(Beginning of Records shown)

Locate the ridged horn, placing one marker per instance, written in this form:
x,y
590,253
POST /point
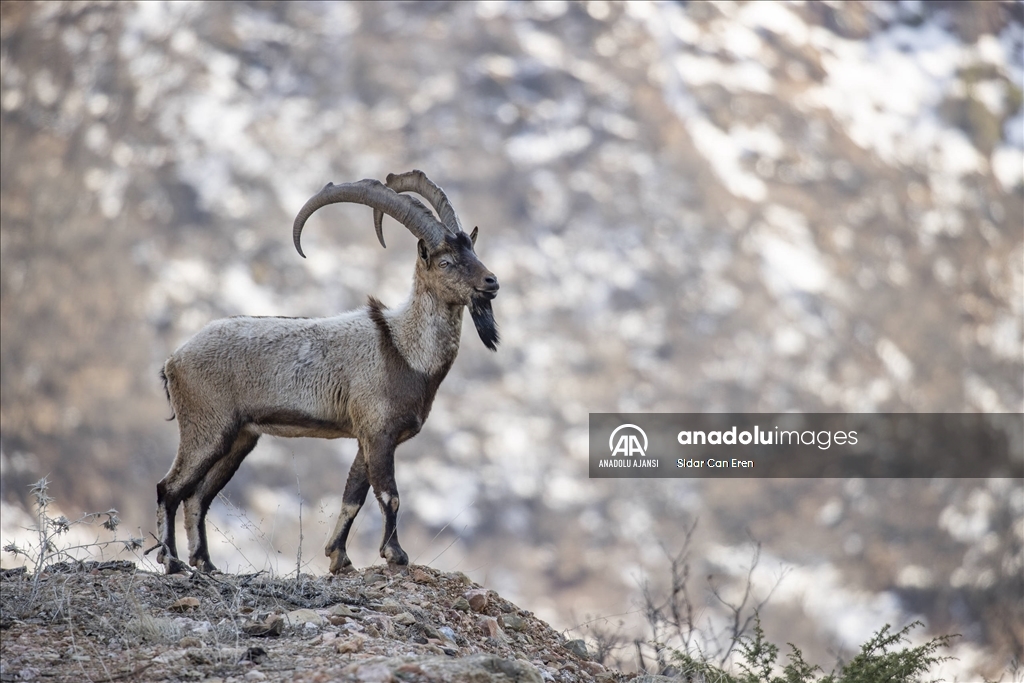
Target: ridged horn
x,y
407,210
417,181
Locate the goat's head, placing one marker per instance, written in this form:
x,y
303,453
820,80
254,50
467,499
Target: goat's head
x,y
448,265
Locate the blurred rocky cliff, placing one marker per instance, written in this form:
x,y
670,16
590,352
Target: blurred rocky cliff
x,y
699,207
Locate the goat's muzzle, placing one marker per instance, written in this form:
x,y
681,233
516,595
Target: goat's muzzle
x,y
483,316
489,289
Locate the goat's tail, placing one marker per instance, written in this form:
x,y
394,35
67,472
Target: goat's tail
x,y
163,378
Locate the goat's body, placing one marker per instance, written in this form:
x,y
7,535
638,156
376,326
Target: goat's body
x,y
369,375
301,377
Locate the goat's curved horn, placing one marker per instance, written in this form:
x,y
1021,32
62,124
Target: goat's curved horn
x,y
407,210
417,181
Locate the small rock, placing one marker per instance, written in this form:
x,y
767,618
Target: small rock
x,y
390,606
304,616
421,577
273,626
184,604
342,610
489,627
477,599
579,648
511,622
374,673
349,646
254,654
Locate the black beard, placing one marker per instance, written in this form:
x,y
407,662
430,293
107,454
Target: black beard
x,y
483,318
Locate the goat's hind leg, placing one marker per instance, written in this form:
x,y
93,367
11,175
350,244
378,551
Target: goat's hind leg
x,y
197,505
381,465
195,459
352,500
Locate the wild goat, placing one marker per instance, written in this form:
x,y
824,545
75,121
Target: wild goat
x,y
370,374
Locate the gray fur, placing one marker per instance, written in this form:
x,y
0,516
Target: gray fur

(End of Records shown)

**Exercise details:** Your response must consist of the material above, reproduced word for word, with the images omitted.

**Reply to the exercise:**
Locate the ridged horn, placing one marker per instance, written in this form:
x,y
590,253
POST /point
Target: ridged horn
x,y
407,210
417,181
Locate the goat's head, placing one marker per instance, written in this form:
x,y
303,453
820,80
254,50
467,499
Target: goat's head
x,y
448,265
Locate the blurred rocky cliff, placing one marker per instance, written in this form:
x,y
670,16
590,352
Target: blurred rocky cliff
x,y
699,207
Locate the goat's muzzle, placing one marker per instance, written in this form:
x,y
681,233
516,595
Target: goat's muzzle
x,y
483,316
489,289
Locate the goat's tail, placing one marker per instance, written in this form:
x,y
394,35
67,472
Target: goat's tail
x,y
163,378
Locate the goat's body, placing one marker per instance, written in this form:
x,y
7,535
638,156
376,326
Target: goat's body
x,y
369,375
301,377
Locate the goat's curved horn, placing one marker per instance, written in this form:
x,y
1021,32
62,124
Target: goat's curved horn
x,y
407,210
417,181
Locate the small rock, placing one marker per instance, written in this form:
x,y
767,618
Target: small rock
x,y
390,606
304,616
421,577
273,626
184,604
342,610
489,627
477,599
579,648
511,622
374,673
349,646
254,654
Locate the black beard, placing one marker per instance, written in this form:
x,y
407,662
430,293
107,454
Target: black beard
x,y
483,318
Locate the goat's hind leg, placing one marker per instance, written in this form:
x,y
93,367
11,175
350,244
378,551
Target: goat's hind leg
x,y
197,505
381,465
195,459
352,500
Locate the wild goat, placing one marker per instance, written in this form:
x,y
824,545
75,121
Target: wild goat
x,y
370,374
Locate the gray fur, placing one marker per instance, written in this form:
x,y
0,516
Target: gray fur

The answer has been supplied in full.